Task details: Starting at the top line, return each entry word for word.

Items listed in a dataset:
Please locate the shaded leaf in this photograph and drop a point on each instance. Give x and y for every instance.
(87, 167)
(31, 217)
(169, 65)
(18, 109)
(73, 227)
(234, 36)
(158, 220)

Your solution:
Please locate the shaded leaf in this photograph and drop a point on each instance. Give x and y for every instance.
(87, 167)
(31, 217)
(169, 65)
(18, 109)
(73, 227)
(234, 36)
(158, 220)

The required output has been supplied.